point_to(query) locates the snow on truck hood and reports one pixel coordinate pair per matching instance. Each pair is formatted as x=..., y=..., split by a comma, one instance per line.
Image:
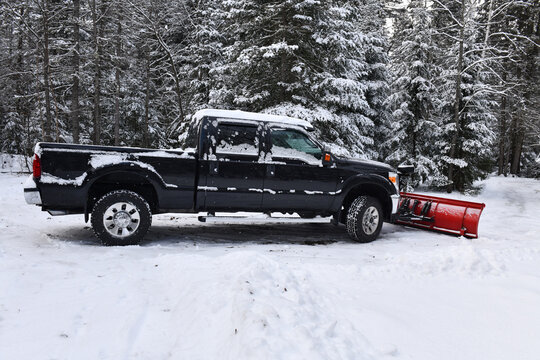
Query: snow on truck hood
x=245, y=115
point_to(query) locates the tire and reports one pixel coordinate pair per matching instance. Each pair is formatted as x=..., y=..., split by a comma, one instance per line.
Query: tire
x=121, y=217
x=364, y=219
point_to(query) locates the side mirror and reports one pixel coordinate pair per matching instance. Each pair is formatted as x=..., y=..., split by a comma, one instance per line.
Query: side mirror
x=327, y=158
x=406, y=169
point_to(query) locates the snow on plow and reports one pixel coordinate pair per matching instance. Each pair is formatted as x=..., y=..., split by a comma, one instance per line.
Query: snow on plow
x=440, y=214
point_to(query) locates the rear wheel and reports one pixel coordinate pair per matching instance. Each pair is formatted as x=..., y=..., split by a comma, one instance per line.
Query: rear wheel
x=121, y=217
x=364, y=219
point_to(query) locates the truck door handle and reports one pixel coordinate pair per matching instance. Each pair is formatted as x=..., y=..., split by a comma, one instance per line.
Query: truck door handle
x=214, y=167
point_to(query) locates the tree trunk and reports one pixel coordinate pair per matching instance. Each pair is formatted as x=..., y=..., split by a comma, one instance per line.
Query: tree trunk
x=46, y=71
x=117, y=77
x=146, y=140
x=75, y=62
x=502, y=137
x=97, y=75
x=517, y=144
x=457, y=103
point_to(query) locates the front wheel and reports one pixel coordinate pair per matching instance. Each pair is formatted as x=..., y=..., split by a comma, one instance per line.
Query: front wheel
x=364, y=219
x=121, y=217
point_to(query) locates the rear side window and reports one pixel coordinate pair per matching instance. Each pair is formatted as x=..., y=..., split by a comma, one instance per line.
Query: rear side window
x=237, y=139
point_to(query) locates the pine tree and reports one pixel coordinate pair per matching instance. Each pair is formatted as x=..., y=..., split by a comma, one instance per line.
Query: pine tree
x=413, y=131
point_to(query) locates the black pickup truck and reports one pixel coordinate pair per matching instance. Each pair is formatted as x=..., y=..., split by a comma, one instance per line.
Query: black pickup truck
x=239, y=161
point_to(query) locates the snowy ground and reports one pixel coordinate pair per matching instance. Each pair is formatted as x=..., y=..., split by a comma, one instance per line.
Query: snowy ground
x=289, y=291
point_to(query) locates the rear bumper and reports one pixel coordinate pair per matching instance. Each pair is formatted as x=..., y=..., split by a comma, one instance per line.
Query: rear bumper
x=31, y=192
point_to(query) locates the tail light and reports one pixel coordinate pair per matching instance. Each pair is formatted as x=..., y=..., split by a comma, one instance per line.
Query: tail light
x=36, y=167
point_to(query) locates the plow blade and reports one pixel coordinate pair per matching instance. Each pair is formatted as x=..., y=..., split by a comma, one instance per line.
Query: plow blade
x=440, y=214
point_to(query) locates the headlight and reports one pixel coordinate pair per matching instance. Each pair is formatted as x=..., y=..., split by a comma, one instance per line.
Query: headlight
x=393, y=177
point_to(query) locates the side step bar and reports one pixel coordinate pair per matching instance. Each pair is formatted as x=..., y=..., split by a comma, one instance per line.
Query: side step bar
x=260, y=219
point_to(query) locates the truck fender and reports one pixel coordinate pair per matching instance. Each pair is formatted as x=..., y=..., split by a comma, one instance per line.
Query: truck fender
x=144, y=171
x=376, y=182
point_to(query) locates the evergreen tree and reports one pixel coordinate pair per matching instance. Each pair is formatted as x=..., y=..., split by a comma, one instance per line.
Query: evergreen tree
x=414, y=132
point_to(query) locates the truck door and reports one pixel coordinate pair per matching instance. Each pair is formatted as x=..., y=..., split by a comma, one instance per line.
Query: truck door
x=234, y=176
x=295, y=178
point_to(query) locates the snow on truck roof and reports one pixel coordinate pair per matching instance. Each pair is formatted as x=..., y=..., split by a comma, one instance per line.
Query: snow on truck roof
x=245, y=115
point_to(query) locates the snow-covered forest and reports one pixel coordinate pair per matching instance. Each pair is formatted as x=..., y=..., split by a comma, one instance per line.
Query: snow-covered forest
x=451, y=86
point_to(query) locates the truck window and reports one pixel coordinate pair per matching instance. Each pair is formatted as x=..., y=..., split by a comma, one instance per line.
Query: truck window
x=293, y=144
x=237, y=139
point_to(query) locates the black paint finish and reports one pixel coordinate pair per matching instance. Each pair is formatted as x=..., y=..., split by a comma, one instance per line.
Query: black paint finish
x=210, y=178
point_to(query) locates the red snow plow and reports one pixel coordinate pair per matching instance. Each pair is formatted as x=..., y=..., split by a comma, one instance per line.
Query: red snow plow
x=440, y=214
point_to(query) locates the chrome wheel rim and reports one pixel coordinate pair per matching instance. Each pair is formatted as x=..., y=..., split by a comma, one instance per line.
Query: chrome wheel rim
x=121, y=219
x=370, y=220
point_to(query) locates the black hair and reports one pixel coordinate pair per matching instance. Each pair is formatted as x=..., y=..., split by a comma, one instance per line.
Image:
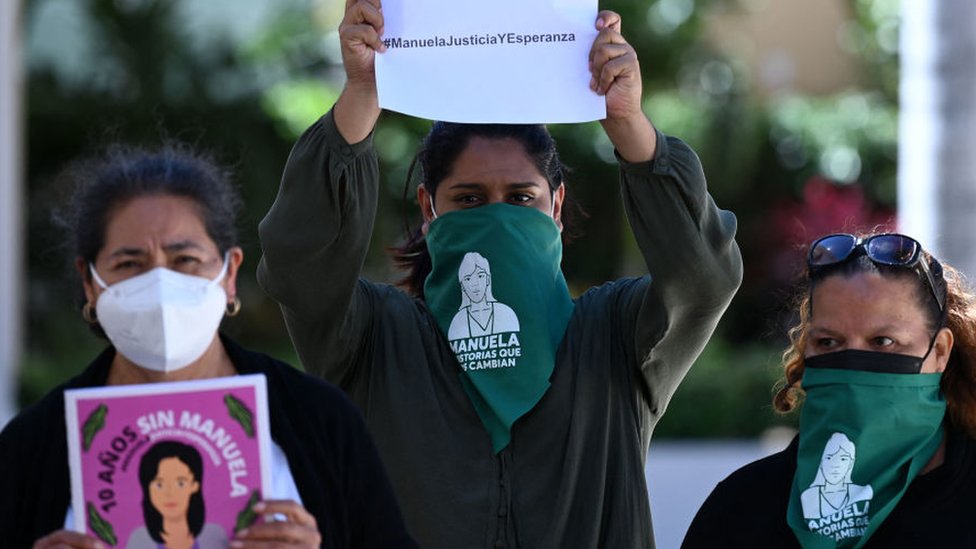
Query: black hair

■ Prompt: Copy all lines from the material that hold "hair".

■ Answer for the task:
point_to(query) locates the black hair and reports one pixel coordinate pair per matching instance. Each pair is formatted as x=..., y=..., split by a comma, one instance per line.
Query: black hair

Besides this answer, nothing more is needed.